YOUR OBJECTIVE: Copy the records from the line that contains "[tag] one dot per instance, sample [25,72]." through the end of the records, both ends included, substituting "Object" for "Target" and changing nothing else. Omit the pictures from your copy.

Dataset excerpts on object pointing:
□ □ □ □ □

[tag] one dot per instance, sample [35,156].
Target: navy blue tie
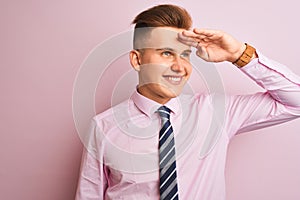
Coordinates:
[167,162]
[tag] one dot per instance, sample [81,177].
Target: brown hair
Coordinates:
[165,15]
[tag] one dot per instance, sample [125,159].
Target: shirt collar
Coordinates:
[149,107]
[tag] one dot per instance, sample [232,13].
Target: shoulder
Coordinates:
[108,118]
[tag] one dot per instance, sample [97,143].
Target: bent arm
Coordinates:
[280,102]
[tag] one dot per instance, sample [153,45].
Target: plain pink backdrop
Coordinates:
[42,46]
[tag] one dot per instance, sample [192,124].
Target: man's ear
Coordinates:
[134,57]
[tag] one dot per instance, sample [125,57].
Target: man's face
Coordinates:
[164,65]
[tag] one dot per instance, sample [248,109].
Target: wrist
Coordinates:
[248,54]
[238,53]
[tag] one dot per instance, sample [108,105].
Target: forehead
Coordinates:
[161,37]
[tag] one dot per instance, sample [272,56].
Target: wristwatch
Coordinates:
[245,58]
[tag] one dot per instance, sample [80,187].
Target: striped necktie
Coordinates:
[167,163]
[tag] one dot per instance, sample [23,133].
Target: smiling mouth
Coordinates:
[175,80]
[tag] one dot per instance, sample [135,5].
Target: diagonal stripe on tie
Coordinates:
[167,162]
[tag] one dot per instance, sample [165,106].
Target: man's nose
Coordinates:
[177,65]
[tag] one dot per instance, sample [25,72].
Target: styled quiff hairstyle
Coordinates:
[165,15]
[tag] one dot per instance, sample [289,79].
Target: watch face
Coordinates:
[246,56]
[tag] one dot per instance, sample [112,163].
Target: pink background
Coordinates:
[42,45]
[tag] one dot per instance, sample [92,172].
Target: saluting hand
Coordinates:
[213,45]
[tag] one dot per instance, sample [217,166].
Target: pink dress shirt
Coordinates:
[120,159]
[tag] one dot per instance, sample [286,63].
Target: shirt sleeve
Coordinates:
[92,181]
[280,102]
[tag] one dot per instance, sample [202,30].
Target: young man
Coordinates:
[141,150]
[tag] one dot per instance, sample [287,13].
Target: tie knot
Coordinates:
[164,112]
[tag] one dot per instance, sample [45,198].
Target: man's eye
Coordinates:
[166,53]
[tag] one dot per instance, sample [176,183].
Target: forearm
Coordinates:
[282,84]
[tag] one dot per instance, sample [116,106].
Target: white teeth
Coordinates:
[174,78]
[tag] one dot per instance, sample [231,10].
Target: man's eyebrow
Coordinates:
[172,50]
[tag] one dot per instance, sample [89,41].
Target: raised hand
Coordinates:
[213,45]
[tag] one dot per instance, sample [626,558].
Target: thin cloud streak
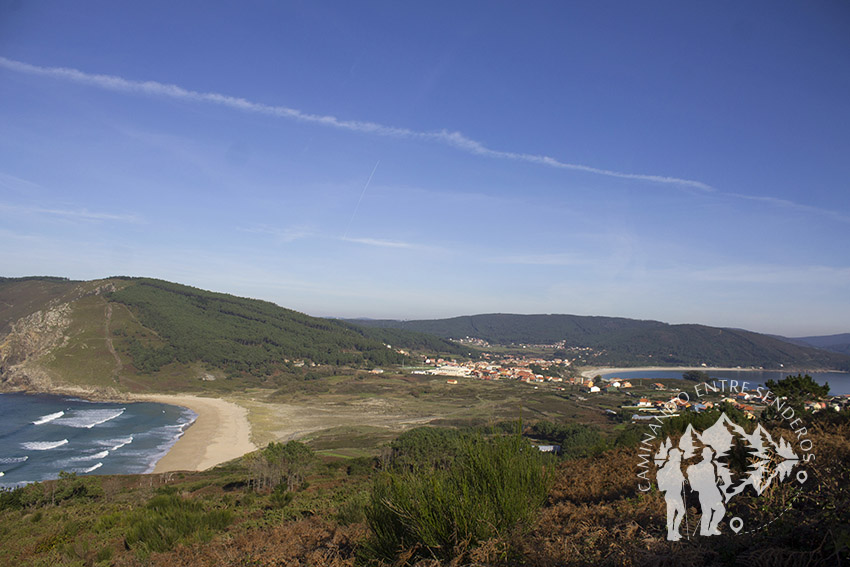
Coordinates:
[17,184]
[454,139]
[79,214]
[380,243]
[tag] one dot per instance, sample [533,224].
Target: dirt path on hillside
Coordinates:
[118,365]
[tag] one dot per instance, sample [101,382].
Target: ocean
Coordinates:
[839,382]
[42,435]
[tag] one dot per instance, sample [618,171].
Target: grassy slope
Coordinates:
[594,516]
[166,336]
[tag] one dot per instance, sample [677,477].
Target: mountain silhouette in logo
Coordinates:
[768,460]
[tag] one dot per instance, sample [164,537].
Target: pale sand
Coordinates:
[220,433]
[593,372]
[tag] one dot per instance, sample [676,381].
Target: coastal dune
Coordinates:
[220,433]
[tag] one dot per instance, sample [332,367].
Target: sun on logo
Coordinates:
[710,476]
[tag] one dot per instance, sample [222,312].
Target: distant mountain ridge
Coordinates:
[631,342]
[839,343]
[138,333]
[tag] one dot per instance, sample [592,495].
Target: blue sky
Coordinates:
[685,162]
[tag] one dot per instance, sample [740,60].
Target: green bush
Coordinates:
[168,519]
[493,488]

□ □ □ □ □

FULL SOLUTION:
[tag] one dot per instance, sample [25,72].
Object: styled quiff hairstyle
Coordinates:
[165,15]
[tag] one dot per instance, sample [289,79].
Object: watch face
Coordinates:
[246,56]
[tag] one dot per instance, sample [112,163].
Object: pink background
Coordinates:
[42,45]
[tag] one dot per instance, sample [92,172].
Object: saluting hand
Coordinates:
[213,45]
[tag] one dot per instance, sample [217,166].
Object: pink dress shirt
Coordinates:
[120,159]
[tag] one dot per instance, sample [286,63].
Object: shirt sleeve
Coordinates:
[92,181]
[280,102]
[tag] one dot per instance, sample [202,30].
Object: young man
Coordinates:
[141,150]
[tag] one dot per instance, sample [287,13].
Object: tie knot
Coordinates:
[164,112]
[tag] one dot per instance, sample [45,198].
Object: man's eye
Coordinates:
[166,53]
[tag] one dot per instance, sample [176,183].
Object: forearm
Coordinates:
[282,84]
[tag] one dot per instance, sample [116,106].
Object: white teeth
Coordinates:
[174,78]
[tag] one dot per instance, sample [231,10].
Object: man's eyebrow
Coordinates:
[172,50]
[tag] one dot per instance, sample [89,41].
Object: raised hand
Coordinates:
[213,45]
[tag] one dot per instance, sample [626,558].
Object: thin cloud streak
Coordinates:
[17,184]
[454,139]
[79,214]
[380,243]
[tag] one dot per instance, sample [533,224].
Object: dirt path on hillside
Coordinates:
[118,365]
[tag] one dot per instance, sample [101,382].
Object: ocean
Coordinates:
[839,382]
[42,435]
[tag] one dot per instance, sample [618,171].
Object: grassy slope
Coordinates:
[594,516]
[166,336]
[tag] one dot per instance, sample [677,477].
Object: mountain silhouette in logo
Coordinates:
[768,460]
[tag] one dot per instance, sample [164,537].
Object: pale sand
Coordinates:
[220,433]
[593,372]
[tag] one dot per instance, sample [676,381].
Object: coastal dune
Coordinates:
[220,433]
[tag] one dot per instance, sample [332,367].
Object: sun on logo
Coordinates:
[710,476]
[tag] one dot per instance, sample [222,312].
Object: distant mountain ridge
Coordinates:
[631,342]
[839,343]
[138,333]
[tag] one dot per instance, sample [592,495].
Object: blue sky
Coordinates:
[685,162]
[tag] one dot per instance, sample [740,60].
Object: green bush
Coordinates:
[168,519]
[493,488]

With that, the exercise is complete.